-- Short exercise --
Gather every line of the entries below that contains the string "tail", and copy each such line in full.

-- Supplied information --

============================================================

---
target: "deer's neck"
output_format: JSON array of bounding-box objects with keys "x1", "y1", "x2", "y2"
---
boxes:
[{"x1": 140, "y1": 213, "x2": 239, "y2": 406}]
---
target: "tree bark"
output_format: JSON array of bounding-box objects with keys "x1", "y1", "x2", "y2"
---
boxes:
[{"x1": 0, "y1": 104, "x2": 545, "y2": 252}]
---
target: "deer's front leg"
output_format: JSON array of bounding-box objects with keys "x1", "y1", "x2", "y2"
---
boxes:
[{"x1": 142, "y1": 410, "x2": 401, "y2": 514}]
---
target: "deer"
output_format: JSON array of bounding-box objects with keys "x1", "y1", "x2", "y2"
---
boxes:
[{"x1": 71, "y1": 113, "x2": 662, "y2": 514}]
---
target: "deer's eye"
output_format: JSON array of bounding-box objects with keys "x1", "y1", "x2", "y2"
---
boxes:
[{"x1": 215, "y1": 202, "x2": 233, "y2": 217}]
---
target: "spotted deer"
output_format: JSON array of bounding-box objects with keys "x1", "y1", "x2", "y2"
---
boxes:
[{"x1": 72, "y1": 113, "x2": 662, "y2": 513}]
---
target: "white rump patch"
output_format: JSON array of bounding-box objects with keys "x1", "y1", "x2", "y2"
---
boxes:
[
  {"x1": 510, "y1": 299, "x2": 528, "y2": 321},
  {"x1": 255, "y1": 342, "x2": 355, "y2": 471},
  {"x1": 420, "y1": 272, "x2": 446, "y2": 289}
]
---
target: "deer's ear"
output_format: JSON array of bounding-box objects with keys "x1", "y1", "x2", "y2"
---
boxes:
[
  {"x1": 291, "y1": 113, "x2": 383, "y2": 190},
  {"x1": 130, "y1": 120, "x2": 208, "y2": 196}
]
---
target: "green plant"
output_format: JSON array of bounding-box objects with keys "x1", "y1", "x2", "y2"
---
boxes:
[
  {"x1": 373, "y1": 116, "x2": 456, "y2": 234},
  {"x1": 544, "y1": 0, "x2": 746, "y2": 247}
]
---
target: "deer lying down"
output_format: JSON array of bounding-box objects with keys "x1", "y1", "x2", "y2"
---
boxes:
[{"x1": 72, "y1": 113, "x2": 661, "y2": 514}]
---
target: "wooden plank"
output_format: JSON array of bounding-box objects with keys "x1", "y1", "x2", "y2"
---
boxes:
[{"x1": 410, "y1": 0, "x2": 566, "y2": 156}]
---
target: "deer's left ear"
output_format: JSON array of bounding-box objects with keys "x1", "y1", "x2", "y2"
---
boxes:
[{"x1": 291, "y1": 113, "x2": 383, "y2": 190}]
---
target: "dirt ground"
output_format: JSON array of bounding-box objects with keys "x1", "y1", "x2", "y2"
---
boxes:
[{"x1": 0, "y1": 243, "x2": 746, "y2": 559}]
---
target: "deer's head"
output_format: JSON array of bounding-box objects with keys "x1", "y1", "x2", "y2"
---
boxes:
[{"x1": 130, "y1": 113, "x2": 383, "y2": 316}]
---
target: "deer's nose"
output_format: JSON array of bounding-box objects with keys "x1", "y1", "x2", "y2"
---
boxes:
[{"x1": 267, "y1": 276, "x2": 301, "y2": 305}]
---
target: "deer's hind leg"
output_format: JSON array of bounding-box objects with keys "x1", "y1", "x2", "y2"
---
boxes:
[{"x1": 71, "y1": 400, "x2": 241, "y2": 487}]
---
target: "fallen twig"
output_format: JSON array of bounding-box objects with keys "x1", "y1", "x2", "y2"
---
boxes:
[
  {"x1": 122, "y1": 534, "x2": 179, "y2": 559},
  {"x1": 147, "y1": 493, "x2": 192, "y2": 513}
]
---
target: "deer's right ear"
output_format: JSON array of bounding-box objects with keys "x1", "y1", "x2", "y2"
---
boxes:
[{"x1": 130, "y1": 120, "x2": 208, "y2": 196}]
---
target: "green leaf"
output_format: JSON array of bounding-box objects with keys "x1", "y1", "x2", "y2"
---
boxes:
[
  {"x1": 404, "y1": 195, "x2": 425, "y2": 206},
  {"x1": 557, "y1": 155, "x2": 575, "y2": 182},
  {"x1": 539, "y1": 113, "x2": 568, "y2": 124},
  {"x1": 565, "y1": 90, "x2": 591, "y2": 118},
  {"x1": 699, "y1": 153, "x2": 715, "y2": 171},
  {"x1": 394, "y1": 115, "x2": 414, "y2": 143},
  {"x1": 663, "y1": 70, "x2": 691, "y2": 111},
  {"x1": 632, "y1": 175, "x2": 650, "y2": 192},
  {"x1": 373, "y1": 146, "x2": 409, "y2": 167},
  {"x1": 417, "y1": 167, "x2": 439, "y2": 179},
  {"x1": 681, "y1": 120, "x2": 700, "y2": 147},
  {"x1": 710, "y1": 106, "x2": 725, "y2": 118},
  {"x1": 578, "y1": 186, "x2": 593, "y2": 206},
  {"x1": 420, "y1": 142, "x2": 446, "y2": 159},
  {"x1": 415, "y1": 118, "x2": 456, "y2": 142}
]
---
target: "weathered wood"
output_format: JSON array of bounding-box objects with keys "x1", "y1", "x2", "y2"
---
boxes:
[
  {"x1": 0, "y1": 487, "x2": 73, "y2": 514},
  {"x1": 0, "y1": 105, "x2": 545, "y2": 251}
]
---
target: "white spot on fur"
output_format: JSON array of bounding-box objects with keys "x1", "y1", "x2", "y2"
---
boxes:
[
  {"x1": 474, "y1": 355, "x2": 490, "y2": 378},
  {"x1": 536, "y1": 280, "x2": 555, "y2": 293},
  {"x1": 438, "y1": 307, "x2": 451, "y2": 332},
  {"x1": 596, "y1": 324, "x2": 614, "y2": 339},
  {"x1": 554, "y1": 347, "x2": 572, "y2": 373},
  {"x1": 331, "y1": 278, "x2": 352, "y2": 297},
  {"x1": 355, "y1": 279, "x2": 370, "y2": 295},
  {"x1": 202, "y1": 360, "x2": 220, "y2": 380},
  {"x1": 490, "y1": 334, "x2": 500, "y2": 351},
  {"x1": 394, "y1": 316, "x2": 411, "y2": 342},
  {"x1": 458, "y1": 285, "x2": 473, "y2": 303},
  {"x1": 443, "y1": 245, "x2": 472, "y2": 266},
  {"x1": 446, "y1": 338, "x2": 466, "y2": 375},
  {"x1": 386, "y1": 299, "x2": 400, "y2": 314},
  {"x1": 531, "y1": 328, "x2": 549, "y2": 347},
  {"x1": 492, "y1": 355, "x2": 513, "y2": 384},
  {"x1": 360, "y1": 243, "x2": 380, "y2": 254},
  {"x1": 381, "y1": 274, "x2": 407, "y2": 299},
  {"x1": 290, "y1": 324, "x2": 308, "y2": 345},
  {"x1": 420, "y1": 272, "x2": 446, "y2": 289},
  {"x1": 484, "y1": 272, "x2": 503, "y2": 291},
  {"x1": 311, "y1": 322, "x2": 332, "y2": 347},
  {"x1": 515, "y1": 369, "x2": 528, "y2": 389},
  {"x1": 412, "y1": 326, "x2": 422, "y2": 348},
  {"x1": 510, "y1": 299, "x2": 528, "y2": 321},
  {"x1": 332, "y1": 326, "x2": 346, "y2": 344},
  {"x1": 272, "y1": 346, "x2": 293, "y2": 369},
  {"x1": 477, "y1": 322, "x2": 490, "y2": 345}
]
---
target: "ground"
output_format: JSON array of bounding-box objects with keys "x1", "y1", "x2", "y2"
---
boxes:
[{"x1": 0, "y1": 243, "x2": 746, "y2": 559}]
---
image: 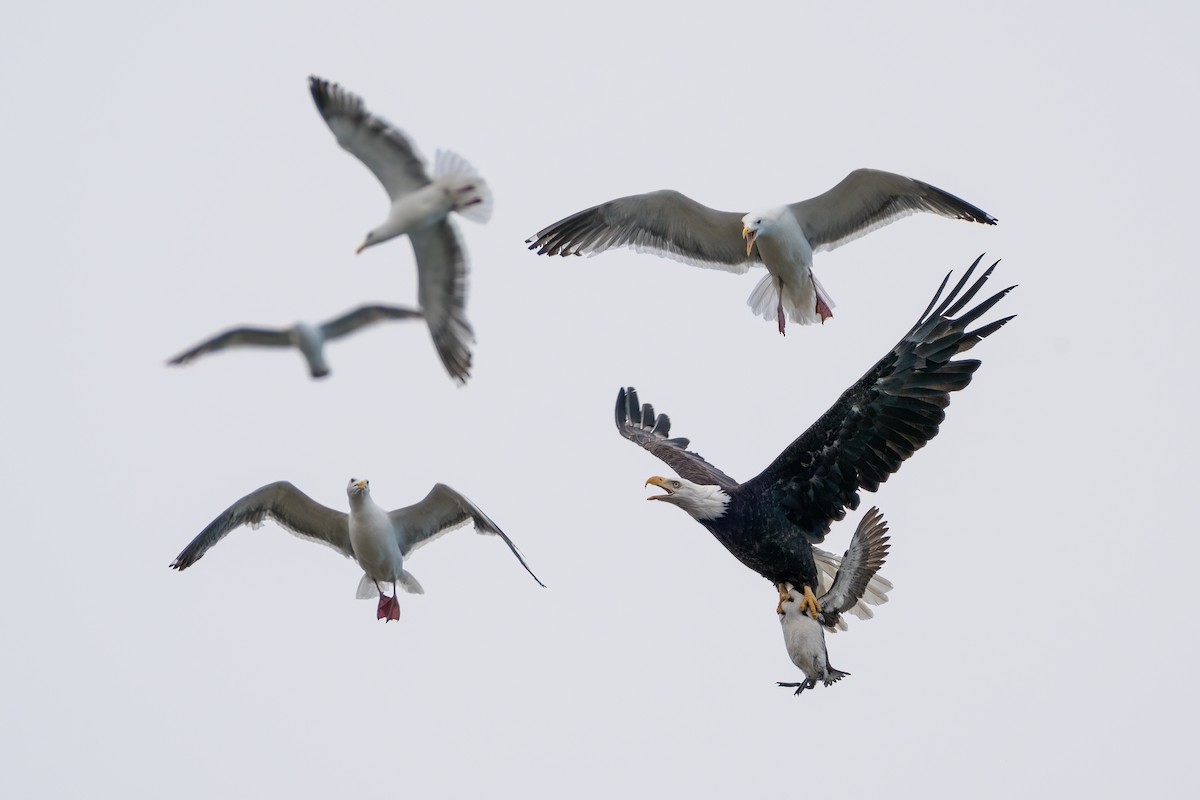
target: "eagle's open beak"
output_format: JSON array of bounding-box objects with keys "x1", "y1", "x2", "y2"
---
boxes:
[
  {"x1": 742, "y1": 225, "x2": 757, "y2": 255},
  {"x1": 646, "y1": 475, "x2": 674, "y2": 500}
]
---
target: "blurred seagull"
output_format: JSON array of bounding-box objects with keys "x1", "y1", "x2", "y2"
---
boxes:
[
  {"x1": 170, "y1": 477, "x2": 546, "y2": 620},
  {"x1": 526, "y1": 169, "x2": 996, "y2": 333},
  {"x1": 167, "y1": 306, "x2": 421, "y2": 378},
  {"x1": 616, "y1": 257, "x2": 1013, "y2": 619},
  {"x1": 775, "y1": 509, "x2": 890, "y2": 694},
  {"x1": 308, "y1": 77, "x2": 492, "y2": 384}
]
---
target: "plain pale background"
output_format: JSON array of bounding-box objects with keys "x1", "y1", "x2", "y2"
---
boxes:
[{"x1": 0, "y1": 2, "x2": 1200, "y2": 798}]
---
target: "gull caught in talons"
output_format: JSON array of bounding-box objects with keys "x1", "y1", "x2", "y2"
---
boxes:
[
  {"x1": 526, "y1": 169, "x2": 997, "y2": 333},
  {"x1": 616, "y1": 257, "x2": 1013, "y2": 619},
  {"x1": 170, "y1": 477, "x2": 546, "y2": 620},
  {"x1": 308, "y1": 77, "x2": 492, "y2": 384},
  {"x1": 775, "y1": 509, "x2": 892, "y2": 694}
]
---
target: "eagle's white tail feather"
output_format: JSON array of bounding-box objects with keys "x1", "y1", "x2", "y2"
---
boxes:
[{"x1": 433, "y1": 150, "x2": 492, "y2": 222}]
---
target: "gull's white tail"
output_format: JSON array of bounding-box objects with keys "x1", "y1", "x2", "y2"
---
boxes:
[
  {"x1": 746, "y1": 272, "x2": 834, "y2": 325},
  {"x1": 433, "y1": 150, "x2": 492, "y2": 222},
  {"x1": 812, "y1": 547, "x2": 892, "y2": 632}
]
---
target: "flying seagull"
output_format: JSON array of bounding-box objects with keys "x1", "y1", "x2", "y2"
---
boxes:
[
  {"x1": 616, "y1": 255, "x2": 1013, "y2": 619},
  {"x1": 308, "y1": 77, "x2": 492, "y2": 384},
  {"x1": 526, "y1": 169, "x2": 996, "y2": 333},
  {"x1": 775, "y1": 509, "x2": 888, "y2": 694},
  {"x1": 167, "y1": 306, "x2": 421, "y2": 378},
  {"x1": 170, "y1": 477, "x2": 546, "y2": 620}
]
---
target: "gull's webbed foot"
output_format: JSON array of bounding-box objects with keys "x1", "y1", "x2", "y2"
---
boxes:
[
  {"x1": 775, "y1": 680, "x2": 816, "y2": 697},
  {"x1": 376, "y1": 594, "x2": 400, "y2": 622}
]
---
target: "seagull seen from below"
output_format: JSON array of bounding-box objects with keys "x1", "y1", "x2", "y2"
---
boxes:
[
  {"x1": 170, "y1": 477, "x2": 546, "y2": 620},
  {"x1": 616, "y1": 255, "x2": 1013, "y2": 619},
  {"x1": 526, "y1": 169, "x2": 996, "y2": 333},
  {"x1": 775, "y1": 509, "x2": 890, "y2": 694},
  {"x1": 308, "y1": 77, "x2": 492, "y2": 384},
  {"x1": 167, "y1": 306, "x2": 421, "y2": 378}
]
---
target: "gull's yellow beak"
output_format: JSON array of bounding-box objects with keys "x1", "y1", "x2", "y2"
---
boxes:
[
  {"x1": 646, "y1": 475, "x2": 674, "y2": 500},
  {"x1": 742, "y1": 225, "x2": 758, "y2": 255}
]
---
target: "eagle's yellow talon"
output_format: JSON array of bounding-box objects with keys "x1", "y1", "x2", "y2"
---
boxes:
[{"x1": 800, "y1": 587, "x2": 821, "y2": 619}]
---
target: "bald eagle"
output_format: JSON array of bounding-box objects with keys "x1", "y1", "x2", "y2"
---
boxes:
[{"x1": 616, "y1": 255, "x2": 1015, "y2": 619}]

============================================================

-- Written response --
target: "eagle's white tail feather"
target: "gull's white tail"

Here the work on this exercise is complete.